Task requirements: Reproduce each of the records below word for word, without changing a single character.

Records for processing:
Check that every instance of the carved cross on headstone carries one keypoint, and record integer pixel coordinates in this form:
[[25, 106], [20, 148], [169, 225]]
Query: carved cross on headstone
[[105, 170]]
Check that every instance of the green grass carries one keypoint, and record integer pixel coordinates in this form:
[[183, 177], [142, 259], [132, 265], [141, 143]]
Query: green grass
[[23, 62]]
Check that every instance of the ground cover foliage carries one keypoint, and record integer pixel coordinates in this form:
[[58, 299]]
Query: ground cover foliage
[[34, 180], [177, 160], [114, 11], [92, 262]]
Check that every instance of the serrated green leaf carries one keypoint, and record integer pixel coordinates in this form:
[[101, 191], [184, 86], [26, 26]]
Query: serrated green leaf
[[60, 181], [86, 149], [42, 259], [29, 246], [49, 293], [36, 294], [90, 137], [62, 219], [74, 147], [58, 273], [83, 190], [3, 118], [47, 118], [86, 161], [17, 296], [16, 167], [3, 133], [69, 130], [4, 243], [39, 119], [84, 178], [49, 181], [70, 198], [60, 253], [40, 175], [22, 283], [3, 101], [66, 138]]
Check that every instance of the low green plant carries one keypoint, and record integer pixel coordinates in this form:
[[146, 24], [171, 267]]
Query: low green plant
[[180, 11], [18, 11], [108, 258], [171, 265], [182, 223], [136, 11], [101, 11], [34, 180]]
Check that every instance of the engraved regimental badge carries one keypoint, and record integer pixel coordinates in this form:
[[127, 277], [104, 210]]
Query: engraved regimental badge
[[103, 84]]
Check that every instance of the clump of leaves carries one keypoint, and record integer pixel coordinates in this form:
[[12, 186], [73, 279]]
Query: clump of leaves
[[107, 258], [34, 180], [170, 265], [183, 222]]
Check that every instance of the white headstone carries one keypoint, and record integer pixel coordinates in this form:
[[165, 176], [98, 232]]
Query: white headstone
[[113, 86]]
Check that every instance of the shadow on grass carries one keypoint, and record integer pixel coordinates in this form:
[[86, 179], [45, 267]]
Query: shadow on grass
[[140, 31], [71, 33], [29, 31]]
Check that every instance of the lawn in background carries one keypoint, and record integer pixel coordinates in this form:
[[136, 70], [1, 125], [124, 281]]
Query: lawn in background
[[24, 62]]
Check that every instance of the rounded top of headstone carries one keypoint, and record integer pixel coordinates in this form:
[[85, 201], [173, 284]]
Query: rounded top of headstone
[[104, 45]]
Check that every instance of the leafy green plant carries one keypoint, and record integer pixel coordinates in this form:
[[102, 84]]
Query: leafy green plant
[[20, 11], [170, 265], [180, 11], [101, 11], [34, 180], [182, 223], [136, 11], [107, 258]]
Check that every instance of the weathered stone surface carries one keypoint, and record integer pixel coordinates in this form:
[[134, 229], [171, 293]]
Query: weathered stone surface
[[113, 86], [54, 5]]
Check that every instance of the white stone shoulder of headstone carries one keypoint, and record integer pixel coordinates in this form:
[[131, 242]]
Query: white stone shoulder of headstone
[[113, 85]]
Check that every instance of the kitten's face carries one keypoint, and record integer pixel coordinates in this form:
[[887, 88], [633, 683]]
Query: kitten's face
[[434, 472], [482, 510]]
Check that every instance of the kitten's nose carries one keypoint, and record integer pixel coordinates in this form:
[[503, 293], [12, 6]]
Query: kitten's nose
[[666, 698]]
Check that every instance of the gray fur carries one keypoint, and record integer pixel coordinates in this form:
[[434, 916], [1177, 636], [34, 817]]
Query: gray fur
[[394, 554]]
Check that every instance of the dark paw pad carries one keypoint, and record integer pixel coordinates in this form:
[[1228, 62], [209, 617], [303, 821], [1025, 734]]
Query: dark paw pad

Final result:
Check that every instance of the carved cross on headstone carries one keypoint, and record integer pixel coordinates in this form:
[[25, 106], [20, 148], [169, 225]]
Query: carved cross on headstone
[[105, 170]]
Check that every instance of the green grass carries one keypoint, and record integer pixel coordinates in this form:
[[183, 177], [142, 259], [132, 265], [141, 143]]
Query: green grass
[[23, 62]]
Check that every instance of the ground cover foliage carries one keypoint, and record integer pixel coordinates in this form:
[[58, 299]]
Query: ground cover foliage
[[34, 180], [177, 160], [114, 11], [92, 262]]
Check that every instance of the serrated green leaf carries one keypoint, and record integer pixel coordinates in this form:
[[101, 191], [184, 86], [26, 26]]
Query: serrated green leaf
[[60, 181], [86, 149], [42, 259], [29, 246], [49, 293], [36, 294], [90, 137], [62, 219], [74, 147], [58, 273], [83, 190], [3, 118], [47, 118], [86, 161], [17, 296], [16, 167], [3, 133], [69, 130], [4, 243], [39, 119], [84, 178], [49, 181], [70, 198], [60, 253], [40, 175], [22, 283], [3, 101], [66, 138]]
Check that every instance of the low green plant carries one keypoint, and record integer pixel coordinates in this form:
[[146, 24], [171, 267]]
Query: low green plant
[[180, 11], [18, 11], [108, 258], [171, 265], [182, 223], [136, 11], [101, 11], [34, 180]]
Check that every instance of the engraved regimental badge carries one keypoint, and record integer pixel coordinates in this form:
[[127, 277], [104, 210]]
Query: engraved regimental badge
[[103, 84]]
Check that every instance of the clump of leaves carries one keypoint, and record integer pixel coordinates in this form:
[[12, 186], [73, 279]]
Query: clump of leaves
[[107, 258], [34, 180], [170, 265], [183, 222]]
Check that every instance of the white headstone carries one keypoint, and record integer pixel coordinates in this form:
[[165, 176], [98, 232]]
Query: white headstone
[[113, 86]]
Check that every instance of the shadow on grass carries one keypoint, and record integer pixel coordinates in this form:
[[86, 179], [45, 267]]
Query: shadow on grass
[[140, 31], [71, 33], [29, 31]]
Check that every instance of the lawn in background carries one keypoint, and record integer pixel coordinates in this form:
[[136, 70], [1, 125], [124, 281]]
Query: lawn in background
[[24, 62]]
Check that every instance of the rounded top of headstone carries one keypoint, and record integer pixel coordinates in this form:
[[85, 201], [173, 284]]
Query: rounded top of headstone
[[104, 45]]
Check that every instance of the leafy green plant carries one keypoint, and record integer pixel coordinates in this form:
[[102, 84]]
Query: leafy green plant
[[20, 11], [170, 265], [180, 11], [101, 11], [34, 180], [182, 223], [136, 11], [107, 258]]
Check that every instance of the weathered stone surface carries one keypoint, and record integer pixel coordinates in this form:
[[134, 229], [171, 293]]
Query: weathered stone surface
[[113, 86], [54, 5]]
Check that every instance of the white stone shoulder of headstone carries one keypoint, and record integer pixel coordinates in this form:
[[131, 242]]
Query: white stone shoulder of headstone
[[113, 85]]
Check that every instance of the kitten's face carries one keypoint, and record integer pixel coordinates in this form:
[[887, 88], [633, 683]]
Query: kitten's face
[[434, 472], [482, 510]]
Check that every instance of the kitten's nose carries one keypoint, and record integer pixel coordinates in this form:
[[503, 293], [12, 6]]
Query: kitten's nose
[[666, 698]]
Check that every instance of the gray fur carries one keypoint, and record integer pixel coordinates in this form:
[[434, 916], [1177, 636], [34, 817]]
Query: gray fur
[[394, 554]]
Check that every instance of the dark paw pad carries one keypoint, and record integer pixel coordinates in this form:
[[1228, 62], [209, 617], [303, 821], [1025, 734]]
Query: dark paw pad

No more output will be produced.